### TEXTO DE PARTIDA

Comentario del Domingo Segundo Domingo de Adviento | Lucas 3,1-6
En este Segundo Domingo de Adviento, Monseñor Rafael Escudero López-Brea, Obispo de la Prelatura de Moyobamba, presidirá la Celebración Eucarística en la Catedral de Moyobamba.

El Evangelio de este segundo Domingo del tiempo de Adviento está centrado en la figura de San Juan Bautista, la voz provisional que clama en el desierto.
San Juan Bautista, pasó su juventud en el desierto, preparándose para su ministerio de Precursor del Mesías. En el evangelio de hoy hace su aparición pública a orillas del río Jordán. Con razón empiezan los evangelistas la descripción de la vida pública de Jesús por la predicación del Bautista. Es ésta como la aurora del Evangelio. Hasta en el orden doctrinal la predicación del Bautista coincide con los comienzos de la predicación de Jesús. Es el gran profeta que llega hasta el mismo umbral del Evangelio, para desaparecer después que ha señalado a las multitudes al Salvador.
La aparición del Bautista fue un hecho famoso en los fastos del pueblo judío. Por ello es el punto de arranque de la narración evangélica, y todos los datos cronológicos que nos da san Lucas sirven para encuadrar este hecho. Para ello concreta el Evangelista los nombres de siete autoridades de la Palestina que ejercían sus funciones en el momento de la aparición: “En el año quince del reinado del emperador Tiberio, siendo Poncio Pilatos gobernador de Judea, y Herodes virrey de Galilea, y su hermano Felipe virrey de Iturea y Traconítide, y Lisanias virrey de Abilene, bajo el pontificado de los sumos sacerdotes Anás y Caifás”. Los siete jefes nombrados en estos versículos ejercieron sus respectivas funciones durante toda la vida pública de Jesús y hasta después de su muerte.
Comparemos la opulencia que significan los nombres de los siete personajes, Pilatos, Herodes, etc., con la suma pobreza del Bautista, que en tiempo de aquéllos aparece en la escena del mundo. Ha desaparecido el poder y el fausto de aquéllos: la memoria de casi todos es olvidada. El nombre del Bautista es venerado; su gloria será eterna, y durará su buena memoria cuanto dure el mundo; el reino que predicaba es la Iglesia y es el cielo.

### ÍTEMS DEL CONJUNTO

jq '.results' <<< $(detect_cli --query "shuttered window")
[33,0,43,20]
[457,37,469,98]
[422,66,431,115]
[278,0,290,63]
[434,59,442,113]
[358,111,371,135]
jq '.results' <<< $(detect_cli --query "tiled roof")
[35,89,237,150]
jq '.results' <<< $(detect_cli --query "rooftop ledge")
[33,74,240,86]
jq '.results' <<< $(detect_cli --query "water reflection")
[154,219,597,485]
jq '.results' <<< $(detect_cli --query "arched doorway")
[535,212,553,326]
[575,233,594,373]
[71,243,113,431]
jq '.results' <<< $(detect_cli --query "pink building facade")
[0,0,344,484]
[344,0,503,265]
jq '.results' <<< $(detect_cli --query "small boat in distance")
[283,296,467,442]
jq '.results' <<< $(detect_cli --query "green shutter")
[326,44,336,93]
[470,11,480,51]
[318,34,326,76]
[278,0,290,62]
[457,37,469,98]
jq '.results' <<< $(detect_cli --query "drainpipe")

---

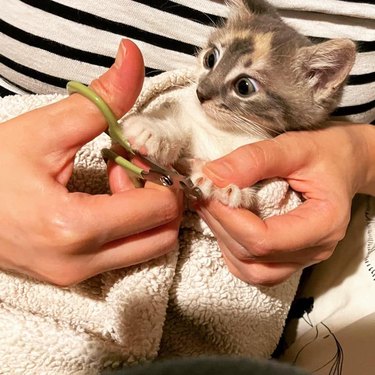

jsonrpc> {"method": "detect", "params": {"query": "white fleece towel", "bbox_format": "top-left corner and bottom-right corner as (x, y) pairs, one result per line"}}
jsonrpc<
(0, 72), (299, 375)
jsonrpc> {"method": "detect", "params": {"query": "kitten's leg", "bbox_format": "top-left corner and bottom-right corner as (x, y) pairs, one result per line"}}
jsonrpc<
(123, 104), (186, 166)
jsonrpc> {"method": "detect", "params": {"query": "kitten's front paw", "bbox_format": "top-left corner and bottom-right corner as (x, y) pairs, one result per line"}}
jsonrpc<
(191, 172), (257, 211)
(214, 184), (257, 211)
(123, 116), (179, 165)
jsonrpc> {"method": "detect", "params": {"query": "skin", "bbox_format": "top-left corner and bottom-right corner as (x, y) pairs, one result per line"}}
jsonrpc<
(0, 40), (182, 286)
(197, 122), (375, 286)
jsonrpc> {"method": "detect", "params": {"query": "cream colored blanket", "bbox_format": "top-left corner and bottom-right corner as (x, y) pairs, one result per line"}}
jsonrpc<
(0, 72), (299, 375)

### TAREAS PENDIENTES
1: Cita tal cual el pasaje del comentario que arranca con las palabras que contienen "Comentario del Domingo" y acaba con "Catedral de Moyobamba.".
2: Resume el comentario en dos oraciones.

### SOLUCIONES
1:
Comentario del Domingo Segundo Domingo de Adviento | Lucas 3,1-6
En este Segundo Domingo de Adviento, Monseñor Rafael Escudero López-Brea, Obispo de la Prelatura de Moyobamba, presidirá la Celebración Eucarística en la Catedral de Moyobamba.

2: El Evangelio del segundo domingo de Adviento se centra en San Juan Bautista, que tras prepararse en el desierto aparece en público a orillas del río Jordán como precursor del Mesías. San Lucas sitúa ese momento nombrando a siete autoridades de Palestina, cuyo poder ha desaparecido y cuya memoria casi se ha olvidado, mientras que el nombre del Bautista, con toda su pobreza, sigue siendo venerado.